* start Text extract *

The first time they smile at you with their eyes full of hope and life.….The first time they utter the words “dada, mama, mummy, papa”…. The very first time they stand and start walking….These are all their milestones that you look forward to, that you’re proud of, where you encourage your child, and walk with them, until they can truly stand on their feet. When they fall, you fall harder. When they fail, you feel as though you’ve failed thrice as hard. When they are hurt, you feel as though someone has driven a stake through your heart. But when they laugh with pure joy, or get that grade they’re working so hard for, or win that medal, sing, dance, play or dive into the passion that drives them, making them successful, you may feel as though you have won the stars.

* end Text extract *
* start Information provided *

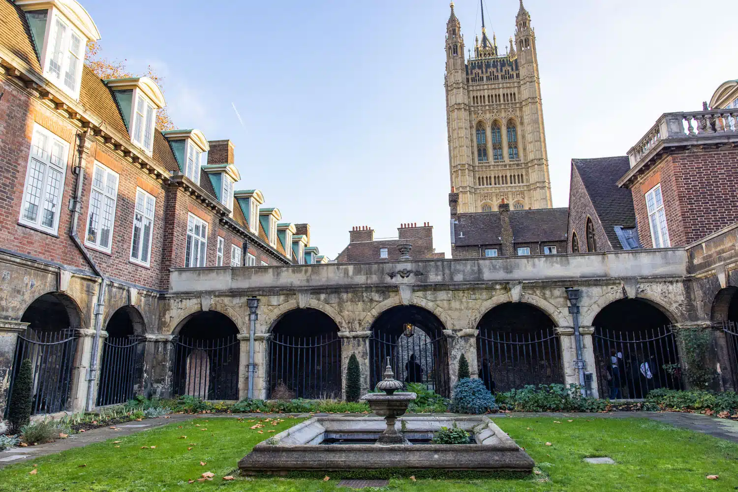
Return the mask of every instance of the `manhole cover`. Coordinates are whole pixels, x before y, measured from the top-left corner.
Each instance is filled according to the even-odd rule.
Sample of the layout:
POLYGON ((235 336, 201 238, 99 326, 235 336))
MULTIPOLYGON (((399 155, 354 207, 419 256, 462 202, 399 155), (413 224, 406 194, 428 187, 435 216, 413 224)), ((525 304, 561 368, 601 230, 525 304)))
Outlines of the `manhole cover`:
POLYGON ((341 480, 338 482, 338 486, 349 488, 365 488, 366 487, 387 487, 389 483, 389 480, 341 480))

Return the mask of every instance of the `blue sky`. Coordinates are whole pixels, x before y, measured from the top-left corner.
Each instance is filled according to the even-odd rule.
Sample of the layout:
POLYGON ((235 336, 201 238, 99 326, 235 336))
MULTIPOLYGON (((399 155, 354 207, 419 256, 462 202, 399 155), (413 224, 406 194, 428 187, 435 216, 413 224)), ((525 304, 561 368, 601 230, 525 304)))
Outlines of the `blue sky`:
MULTIPOLYGON (((80 0, 103 55, 165 77, 179 128, 230 139, 242 181, 331 259, 353 226, 430 221, 450 256, 445 0, 80 0), (243 119, 238 120, 233 105, 243 119)), ((486 0, 498 45, 517 0, 486 0)), ((525 0, 536 30, 552 193, 572 158, 624 155, 664 112, 738 78, 734 0, 525 0), (722 28, 720 27, 723 27, 722 28)), ((479 4, 458 0, 467 47, 479 4)))

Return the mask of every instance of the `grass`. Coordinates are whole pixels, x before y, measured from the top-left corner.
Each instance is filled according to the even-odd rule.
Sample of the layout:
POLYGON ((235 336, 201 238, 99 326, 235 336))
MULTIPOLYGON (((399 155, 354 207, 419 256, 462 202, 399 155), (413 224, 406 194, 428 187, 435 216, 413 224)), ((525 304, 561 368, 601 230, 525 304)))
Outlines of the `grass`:
MULTIPOLYGON (((480 491, 734 491, 738 486, 738 444, 679 429, 648 419, 496 417, 496 423, 535 460, 540 474, 510 479, 393 479, 381 490, 446 492, 480 491), (552 446, 545 446, 550 442, 552 446), (608 456, 617 465, 589 465, 586 457, 608 456), (706 475, 720 475, 707 480, 706 475)), ((27 462, 0 470, 0 491, 187 491, 328 492, 337 488, 331 479, 246 478, 238 475, 239 459, 267 430, 277 432, 294 425, 292 419, 272 426, 264 434, 249 429, 256 422, 235 418, 203 417, 92 444, 59 454, 38 458, 38 474, 29 475, 27 462), (205 420, 208 420, 206 422, 205 420), (196 426, 196 424, 199 424, 196 426), (181 425, 182 429, 178 429, 181 425), (207 431, 202 430, 207 429, 207 431), (187 435, 186 439, 179 436, 187 435), (190 443, 194 443, 190 445, 190 443), (115 448, 120 446, 120 448, 115 448), (141 446, 156 446, 142 449, 141 446), (192 447, 187 451, 187 447, 192 447), (200 465, 200 461, 207 462, 200 465), (86 466, 81 467, 81 465, 86 466), (188 484, 204 471, 215 474, 212 482, 188 484), (222 477, 232 474, 232 482, 222 477)), ((258 420, 257 420, 258 422, 258 420)))

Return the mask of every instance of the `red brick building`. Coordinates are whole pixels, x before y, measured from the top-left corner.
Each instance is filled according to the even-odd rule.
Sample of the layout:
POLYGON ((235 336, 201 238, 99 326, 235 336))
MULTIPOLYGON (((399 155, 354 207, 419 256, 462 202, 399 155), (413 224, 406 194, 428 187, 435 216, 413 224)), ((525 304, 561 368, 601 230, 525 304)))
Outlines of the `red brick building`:
POLYGON ((403 224, 397 228, 397 238, 374 239, 374 229, 368 226, 358 226, 348 232, 348 245, 343 249, 336 261, 339 263, 357 263, 371 261, 396 261, 401 254, 398 246, 413 246, 413 260, 444 258, 444 253, 436 253, 433 248, 433 226, 425 222, 403 224))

* end Information provided *

● **Short problem A**:
In the passage about a child's milestones, how does the parent feel when the child fails?
● **Short problem B**:
Do these statements agree with the passage about a child's milestones? Answer yes or no for each and quote the deciding words. (i) When the child falls, the parent falls harder. (ii) The passage lists "grandma" among the first words a child utters. (iii) When the child is hurt, the parent feels as though a stake has been driven through their heart.
● **Short problem C**:
Carry on the passage about a child's milestones from its final sentence.

● **Final result A**:
As though they've failed thrice as hard.

● **Final result B**:
(i) Yes: "When they fall, you fall harder."
(ii) No: the words named are "dada, mama, mummy, papa".
(iii) Yes: "When they are hurt, you feel as though someone has driven a stake through your heart."

● **Final result C**:
Parenting, as difficult as it looks, is said to be a hundred times harder. Your child is a part of you, and so everything they feel, you feel in more depth. The terrible twos, the middle-school years, the rebellious teens, the anxious and scared young adults- each and every stage of the lifespan that you are part of with them is a challenge. You feel as though you cannot give up, because if at any point you do, what example would you be setting for your kid? You may feel as though masking your emotions and acting strong all the time, showing less love or more love, giving more freedom or none- may all be polarities that drive you almost insane as to what should be chosen. You feel as though any wrong step you take maybe the downfall of everything you don’t want happening. You may try not being the way your parents were, or may trying behaving the same way. Whatever you try to do, you may come to realise that there is no absolute right or wrong when it comes to parenting. Parenting is just a beautifully disastrous experience, with its ups and downs. It’s a combination of a roller-coaster, a plane-ride and swimming among the dolphins- all in one. It is demanding, but yet in its complexity lies its beauty.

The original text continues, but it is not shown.